Requirements >> Repeat the material from the line containing "163, row 626." through the line containing "column 603, row 106", changing "marker" to "dot" and leaving everything else unchanged.

• • • •

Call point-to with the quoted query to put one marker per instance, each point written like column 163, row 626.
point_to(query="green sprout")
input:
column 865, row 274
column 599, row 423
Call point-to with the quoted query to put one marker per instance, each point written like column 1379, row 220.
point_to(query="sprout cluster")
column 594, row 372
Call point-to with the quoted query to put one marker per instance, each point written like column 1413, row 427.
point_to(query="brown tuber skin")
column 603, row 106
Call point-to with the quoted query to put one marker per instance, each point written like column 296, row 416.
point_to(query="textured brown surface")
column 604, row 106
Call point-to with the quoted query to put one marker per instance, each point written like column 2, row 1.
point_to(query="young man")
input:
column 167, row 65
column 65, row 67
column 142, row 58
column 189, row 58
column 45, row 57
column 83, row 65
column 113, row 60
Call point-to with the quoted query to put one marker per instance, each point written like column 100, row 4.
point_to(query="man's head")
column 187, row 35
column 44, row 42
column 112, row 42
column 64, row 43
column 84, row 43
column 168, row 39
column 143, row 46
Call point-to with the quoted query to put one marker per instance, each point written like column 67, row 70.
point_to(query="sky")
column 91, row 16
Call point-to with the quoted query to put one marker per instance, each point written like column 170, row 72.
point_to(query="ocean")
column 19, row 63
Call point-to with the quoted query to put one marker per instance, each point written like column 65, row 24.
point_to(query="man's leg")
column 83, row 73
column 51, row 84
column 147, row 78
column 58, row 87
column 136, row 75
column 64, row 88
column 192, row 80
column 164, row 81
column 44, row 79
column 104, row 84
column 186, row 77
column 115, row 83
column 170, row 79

• • • •

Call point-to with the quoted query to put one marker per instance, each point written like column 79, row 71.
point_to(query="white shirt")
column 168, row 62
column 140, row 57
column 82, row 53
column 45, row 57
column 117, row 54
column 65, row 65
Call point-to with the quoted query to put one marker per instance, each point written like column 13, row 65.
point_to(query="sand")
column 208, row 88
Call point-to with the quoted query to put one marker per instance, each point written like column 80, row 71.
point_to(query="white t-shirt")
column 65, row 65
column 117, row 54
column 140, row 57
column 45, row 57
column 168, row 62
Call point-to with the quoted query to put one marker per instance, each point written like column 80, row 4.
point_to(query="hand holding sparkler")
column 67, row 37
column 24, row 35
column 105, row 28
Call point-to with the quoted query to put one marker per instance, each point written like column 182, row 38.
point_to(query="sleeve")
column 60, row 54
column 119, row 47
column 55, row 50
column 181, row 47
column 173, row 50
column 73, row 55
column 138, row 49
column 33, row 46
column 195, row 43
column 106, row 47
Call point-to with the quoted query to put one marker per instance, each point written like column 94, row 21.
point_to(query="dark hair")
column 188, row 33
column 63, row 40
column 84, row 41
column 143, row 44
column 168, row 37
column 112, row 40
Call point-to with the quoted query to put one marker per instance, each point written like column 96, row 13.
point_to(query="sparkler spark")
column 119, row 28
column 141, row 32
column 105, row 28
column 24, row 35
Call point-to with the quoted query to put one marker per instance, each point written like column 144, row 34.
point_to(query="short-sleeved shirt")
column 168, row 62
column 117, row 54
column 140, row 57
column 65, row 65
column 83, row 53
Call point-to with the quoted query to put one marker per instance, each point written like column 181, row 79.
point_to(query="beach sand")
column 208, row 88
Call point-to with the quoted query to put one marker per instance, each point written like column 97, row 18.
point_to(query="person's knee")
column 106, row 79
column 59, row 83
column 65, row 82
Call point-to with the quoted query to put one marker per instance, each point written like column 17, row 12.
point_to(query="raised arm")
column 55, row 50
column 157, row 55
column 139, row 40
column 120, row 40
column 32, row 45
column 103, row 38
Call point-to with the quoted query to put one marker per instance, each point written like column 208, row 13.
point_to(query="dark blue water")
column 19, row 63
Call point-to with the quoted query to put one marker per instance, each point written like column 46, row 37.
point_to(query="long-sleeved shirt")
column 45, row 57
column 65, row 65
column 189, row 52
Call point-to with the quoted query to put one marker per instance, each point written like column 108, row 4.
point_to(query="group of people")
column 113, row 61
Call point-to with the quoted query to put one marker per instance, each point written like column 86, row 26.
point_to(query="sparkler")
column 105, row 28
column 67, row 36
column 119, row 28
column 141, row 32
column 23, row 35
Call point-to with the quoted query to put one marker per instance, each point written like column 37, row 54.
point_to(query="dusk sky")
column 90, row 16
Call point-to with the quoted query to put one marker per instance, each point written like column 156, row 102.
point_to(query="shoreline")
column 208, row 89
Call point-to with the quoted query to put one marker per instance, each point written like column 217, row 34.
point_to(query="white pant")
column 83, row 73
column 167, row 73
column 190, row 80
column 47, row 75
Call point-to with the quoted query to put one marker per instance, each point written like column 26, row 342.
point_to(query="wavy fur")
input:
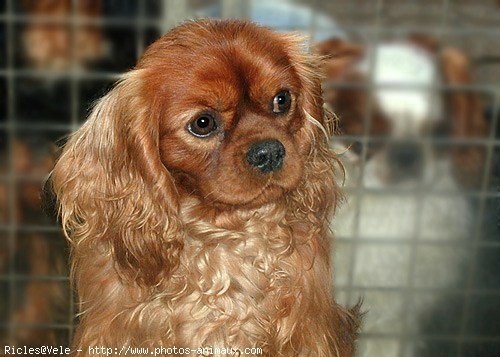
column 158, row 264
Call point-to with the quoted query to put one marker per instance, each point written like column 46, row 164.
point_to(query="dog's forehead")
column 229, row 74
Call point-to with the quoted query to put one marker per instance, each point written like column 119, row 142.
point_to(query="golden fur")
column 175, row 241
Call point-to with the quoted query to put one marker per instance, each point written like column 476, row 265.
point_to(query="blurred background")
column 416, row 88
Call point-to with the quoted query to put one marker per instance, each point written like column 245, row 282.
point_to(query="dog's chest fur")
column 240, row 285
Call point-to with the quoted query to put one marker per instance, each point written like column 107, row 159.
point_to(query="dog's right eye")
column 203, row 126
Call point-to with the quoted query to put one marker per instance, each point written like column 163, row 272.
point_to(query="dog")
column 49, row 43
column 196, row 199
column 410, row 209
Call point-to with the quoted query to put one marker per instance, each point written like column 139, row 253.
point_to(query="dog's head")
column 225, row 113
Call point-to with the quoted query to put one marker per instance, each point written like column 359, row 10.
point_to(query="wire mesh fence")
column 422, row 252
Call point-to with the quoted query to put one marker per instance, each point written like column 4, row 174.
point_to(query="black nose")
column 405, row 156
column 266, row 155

• • • •

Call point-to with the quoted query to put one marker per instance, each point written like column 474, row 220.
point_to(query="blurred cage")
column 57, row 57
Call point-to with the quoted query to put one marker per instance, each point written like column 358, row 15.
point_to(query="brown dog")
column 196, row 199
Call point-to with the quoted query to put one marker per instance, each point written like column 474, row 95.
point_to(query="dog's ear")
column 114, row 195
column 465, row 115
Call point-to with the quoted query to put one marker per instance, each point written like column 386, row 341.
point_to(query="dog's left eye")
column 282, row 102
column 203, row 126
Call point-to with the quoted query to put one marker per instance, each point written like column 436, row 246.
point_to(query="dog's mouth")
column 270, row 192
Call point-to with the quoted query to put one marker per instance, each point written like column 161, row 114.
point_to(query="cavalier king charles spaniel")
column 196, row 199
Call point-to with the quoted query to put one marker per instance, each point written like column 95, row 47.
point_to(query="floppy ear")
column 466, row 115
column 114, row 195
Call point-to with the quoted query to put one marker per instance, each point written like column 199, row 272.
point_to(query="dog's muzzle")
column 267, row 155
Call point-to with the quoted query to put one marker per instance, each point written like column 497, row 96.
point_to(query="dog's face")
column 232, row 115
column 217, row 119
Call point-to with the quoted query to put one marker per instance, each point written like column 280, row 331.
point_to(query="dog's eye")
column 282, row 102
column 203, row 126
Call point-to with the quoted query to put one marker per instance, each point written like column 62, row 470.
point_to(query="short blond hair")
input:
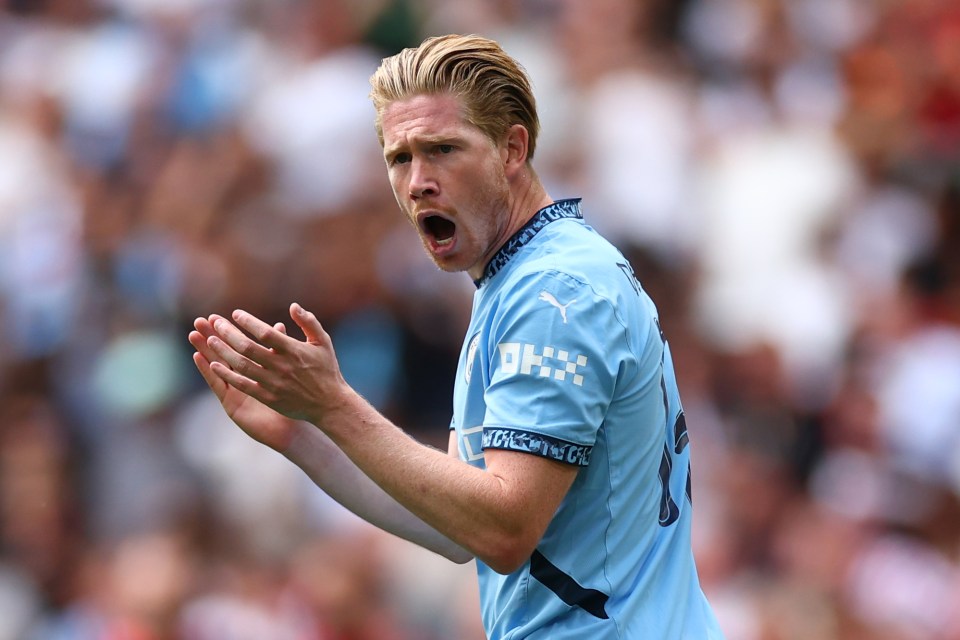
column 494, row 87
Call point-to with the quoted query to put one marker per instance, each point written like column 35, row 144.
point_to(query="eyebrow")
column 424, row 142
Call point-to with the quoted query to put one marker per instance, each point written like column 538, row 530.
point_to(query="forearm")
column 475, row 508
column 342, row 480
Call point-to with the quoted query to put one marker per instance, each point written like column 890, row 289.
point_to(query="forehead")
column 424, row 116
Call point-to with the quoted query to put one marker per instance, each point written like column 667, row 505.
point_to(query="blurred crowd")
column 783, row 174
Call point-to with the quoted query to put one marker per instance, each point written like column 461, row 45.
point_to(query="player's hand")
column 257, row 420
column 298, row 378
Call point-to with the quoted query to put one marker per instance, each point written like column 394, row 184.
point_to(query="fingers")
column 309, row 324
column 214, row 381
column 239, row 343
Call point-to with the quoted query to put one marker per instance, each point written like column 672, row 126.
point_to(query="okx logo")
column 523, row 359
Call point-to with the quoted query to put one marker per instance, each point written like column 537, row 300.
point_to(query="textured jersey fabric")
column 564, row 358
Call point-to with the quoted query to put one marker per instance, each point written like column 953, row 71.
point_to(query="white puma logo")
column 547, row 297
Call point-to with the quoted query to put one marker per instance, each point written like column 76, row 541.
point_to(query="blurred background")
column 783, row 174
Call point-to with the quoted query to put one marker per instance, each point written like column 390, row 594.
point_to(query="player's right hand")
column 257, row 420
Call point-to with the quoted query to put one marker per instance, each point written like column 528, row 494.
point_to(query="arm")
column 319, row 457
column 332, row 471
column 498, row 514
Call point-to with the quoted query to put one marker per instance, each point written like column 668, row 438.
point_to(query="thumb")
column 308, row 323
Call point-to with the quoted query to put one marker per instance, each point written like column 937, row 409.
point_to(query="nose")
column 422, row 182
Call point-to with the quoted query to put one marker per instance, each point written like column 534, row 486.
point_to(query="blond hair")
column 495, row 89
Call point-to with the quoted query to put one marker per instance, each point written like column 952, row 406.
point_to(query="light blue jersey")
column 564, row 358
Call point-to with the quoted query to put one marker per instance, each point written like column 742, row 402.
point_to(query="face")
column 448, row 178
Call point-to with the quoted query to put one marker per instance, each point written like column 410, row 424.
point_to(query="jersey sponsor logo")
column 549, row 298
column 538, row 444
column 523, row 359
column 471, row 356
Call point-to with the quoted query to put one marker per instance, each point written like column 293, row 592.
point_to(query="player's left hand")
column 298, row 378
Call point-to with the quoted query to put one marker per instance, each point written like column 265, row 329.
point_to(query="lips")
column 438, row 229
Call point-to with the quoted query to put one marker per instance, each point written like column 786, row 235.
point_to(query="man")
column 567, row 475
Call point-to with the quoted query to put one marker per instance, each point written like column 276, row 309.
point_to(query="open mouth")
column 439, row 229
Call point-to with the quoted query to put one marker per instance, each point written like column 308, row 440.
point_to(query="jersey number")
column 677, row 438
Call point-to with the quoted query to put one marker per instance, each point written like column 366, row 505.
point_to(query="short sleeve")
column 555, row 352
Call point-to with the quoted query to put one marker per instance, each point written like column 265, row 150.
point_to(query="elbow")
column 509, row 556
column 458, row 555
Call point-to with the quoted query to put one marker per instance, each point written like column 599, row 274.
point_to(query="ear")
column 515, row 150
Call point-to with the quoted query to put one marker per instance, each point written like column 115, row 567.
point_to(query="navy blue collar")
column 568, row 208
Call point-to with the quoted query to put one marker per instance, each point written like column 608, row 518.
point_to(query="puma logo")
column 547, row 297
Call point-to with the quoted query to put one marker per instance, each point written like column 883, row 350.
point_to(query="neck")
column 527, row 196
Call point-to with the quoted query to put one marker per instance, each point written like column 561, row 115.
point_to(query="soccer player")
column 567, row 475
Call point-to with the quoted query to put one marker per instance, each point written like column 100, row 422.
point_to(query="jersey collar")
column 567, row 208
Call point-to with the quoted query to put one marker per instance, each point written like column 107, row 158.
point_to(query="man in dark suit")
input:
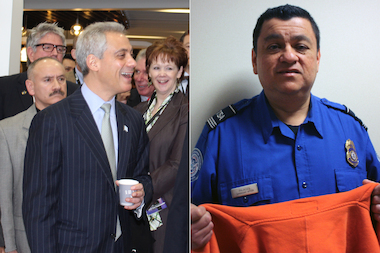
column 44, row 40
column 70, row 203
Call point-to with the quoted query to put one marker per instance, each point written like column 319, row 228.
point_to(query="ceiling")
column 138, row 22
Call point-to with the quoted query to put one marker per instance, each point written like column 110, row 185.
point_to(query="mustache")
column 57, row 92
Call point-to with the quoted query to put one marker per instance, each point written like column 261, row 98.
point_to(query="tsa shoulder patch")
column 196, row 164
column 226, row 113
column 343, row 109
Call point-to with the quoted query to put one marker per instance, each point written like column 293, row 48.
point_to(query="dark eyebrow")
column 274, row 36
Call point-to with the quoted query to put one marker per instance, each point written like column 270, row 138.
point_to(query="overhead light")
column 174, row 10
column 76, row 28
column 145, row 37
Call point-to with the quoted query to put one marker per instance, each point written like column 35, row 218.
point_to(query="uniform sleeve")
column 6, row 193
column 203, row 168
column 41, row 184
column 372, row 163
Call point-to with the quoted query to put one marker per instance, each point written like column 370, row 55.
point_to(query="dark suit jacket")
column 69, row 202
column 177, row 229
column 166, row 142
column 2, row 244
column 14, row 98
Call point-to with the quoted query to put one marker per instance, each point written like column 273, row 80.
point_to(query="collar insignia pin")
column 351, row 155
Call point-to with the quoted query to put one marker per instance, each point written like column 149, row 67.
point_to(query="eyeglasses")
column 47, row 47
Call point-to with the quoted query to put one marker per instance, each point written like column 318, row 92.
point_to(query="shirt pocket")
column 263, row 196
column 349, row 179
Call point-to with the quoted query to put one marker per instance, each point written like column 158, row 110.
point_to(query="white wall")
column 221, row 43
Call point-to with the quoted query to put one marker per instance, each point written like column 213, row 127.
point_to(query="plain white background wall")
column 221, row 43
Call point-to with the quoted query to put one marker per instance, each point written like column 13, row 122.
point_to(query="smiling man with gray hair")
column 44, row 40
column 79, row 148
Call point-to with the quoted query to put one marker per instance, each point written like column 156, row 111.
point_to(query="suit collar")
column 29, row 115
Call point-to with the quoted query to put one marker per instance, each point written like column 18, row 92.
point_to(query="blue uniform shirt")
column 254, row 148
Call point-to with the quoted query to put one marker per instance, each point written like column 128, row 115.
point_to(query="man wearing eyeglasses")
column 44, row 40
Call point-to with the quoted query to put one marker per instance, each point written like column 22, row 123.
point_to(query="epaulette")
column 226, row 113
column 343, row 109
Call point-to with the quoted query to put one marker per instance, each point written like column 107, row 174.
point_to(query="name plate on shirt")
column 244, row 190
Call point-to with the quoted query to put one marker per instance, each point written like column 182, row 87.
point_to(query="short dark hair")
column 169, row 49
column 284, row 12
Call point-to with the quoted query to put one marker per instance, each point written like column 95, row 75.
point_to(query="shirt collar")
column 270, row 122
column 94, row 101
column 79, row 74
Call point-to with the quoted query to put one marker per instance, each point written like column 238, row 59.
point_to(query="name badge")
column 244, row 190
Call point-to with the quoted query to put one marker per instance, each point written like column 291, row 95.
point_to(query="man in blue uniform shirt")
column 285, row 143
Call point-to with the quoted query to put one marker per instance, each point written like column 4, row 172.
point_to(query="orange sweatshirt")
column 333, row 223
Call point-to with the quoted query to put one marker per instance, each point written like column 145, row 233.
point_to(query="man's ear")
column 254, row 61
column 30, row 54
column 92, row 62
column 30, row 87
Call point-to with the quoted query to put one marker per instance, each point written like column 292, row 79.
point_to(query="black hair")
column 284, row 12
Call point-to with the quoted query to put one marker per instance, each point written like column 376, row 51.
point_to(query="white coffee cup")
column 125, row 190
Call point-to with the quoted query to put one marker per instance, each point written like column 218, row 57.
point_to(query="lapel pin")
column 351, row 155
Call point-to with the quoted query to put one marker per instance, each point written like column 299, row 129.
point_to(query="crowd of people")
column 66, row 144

• • • •

Correct output >>
Call point-to with the quoted query to put one dot per instance, each point written like column 163, row 626.
point_to(query="green sprout")
input:
column 865, row 274
column 599, row 423
Call point-to with the quoted query to put one dot per instance, each point written like column 1379, row 220.
point_to(query="sprout cluster")
column 594, row 372
Call point-to with the quoted query to put one dot per instance, each point written like column 1413, row 427.
point_to(query="brown tuber skin")
column 603, row 106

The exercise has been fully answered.